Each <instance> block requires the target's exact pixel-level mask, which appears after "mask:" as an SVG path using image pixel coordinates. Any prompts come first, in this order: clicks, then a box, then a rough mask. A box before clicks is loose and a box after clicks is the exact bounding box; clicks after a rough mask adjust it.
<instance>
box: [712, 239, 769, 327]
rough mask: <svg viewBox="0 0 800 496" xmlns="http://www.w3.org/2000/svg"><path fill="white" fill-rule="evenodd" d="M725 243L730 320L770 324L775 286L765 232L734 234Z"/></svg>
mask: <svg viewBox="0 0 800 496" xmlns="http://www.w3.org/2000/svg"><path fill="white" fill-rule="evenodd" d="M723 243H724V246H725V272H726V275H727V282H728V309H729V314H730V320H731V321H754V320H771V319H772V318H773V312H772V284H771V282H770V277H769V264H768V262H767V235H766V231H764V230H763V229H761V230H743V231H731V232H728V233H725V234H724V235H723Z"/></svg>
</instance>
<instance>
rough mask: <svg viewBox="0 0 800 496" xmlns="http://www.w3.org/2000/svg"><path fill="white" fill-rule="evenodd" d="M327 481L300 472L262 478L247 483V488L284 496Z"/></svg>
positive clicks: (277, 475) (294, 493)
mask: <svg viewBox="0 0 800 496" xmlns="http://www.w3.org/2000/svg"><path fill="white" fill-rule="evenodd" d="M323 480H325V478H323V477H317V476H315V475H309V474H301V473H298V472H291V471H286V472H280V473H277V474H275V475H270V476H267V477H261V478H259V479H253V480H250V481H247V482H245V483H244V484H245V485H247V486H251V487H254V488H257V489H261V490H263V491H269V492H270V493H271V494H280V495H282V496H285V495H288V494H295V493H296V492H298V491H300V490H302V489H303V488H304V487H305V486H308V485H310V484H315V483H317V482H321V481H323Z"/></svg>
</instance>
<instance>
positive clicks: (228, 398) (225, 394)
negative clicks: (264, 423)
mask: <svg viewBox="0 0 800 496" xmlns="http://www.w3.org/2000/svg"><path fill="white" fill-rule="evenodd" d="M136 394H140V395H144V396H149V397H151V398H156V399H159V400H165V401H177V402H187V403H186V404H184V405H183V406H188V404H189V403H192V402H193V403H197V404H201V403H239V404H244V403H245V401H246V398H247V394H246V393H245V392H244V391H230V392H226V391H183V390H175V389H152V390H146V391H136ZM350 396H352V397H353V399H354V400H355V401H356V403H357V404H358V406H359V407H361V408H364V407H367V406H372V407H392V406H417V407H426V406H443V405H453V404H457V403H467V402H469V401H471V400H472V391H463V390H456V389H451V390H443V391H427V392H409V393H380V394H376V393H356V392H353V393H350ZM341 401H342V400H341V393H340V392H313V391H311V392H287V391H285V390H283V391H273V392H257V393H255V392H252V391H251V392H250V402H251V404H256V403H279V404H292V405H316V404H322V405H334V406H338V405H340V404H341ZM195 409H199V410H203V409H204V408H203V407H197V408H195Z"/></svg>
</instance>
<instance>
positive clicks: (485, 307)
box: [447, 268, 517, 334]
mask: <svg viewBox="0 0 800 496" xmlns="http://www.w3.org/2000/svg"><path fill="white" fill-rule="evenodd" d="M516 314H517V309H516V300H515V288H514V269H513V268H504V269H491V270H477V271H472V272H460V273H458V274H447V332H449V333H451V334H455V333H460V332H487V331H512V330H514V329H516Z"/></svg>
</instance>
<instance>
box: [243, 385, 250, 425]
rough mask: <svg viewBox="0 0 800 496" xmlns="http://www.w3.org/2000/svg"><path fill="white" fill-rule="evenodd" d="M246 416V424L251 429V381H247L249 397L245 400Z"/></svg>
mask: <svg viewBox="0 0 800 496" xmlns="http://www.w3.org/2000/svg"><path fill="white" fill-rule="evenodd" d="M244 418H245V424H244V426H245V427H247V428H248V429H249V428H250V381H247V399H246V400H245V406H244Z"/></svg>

#### [ACTIVITY]
From the records above, extract exactly and only the lines that begin at the line with "box: [712, 239, 769, 327]" and stop after the line with "481L300 472L262 478L247".

#### [ANSWER TO THIS EXERCISE]
box: [712, 239, 769, 327]
rough mask: <svg viewBox="0 0 800 496" xmlns="http://www.w3.org/2000/svg"><path fill="white" fill-rule="evenodd" d="M725 243L730 320L770 324L775 286L765 232L734 234Z"/></svg>
mask: <svg viewBox="0 0 800 496" xmlns="http://www.w3.org/2000/svg"><path fill="white" fill-rule="evenodd" d="M723 243H724V246H725V272H726V275H727V282H728V309H729V314H730V320H731V321H754V320H771V319H772V318H773V312H772V284H771V282H770V277H769V264H768V262H767V235H766V231H764V230H763V229H761V230H743V231H731V232H728V233H725V234H724V235H723Z"/></svg>
</instance>
<instance>
rough mask: <svg viewBox="0 0 800 496" xmlns="http://www.w3.org/2000/svg"><path fill="white" fill-rule="evenodd" d="M327 481L300 472L262 478L247 483V488L284 496Z"/></svg>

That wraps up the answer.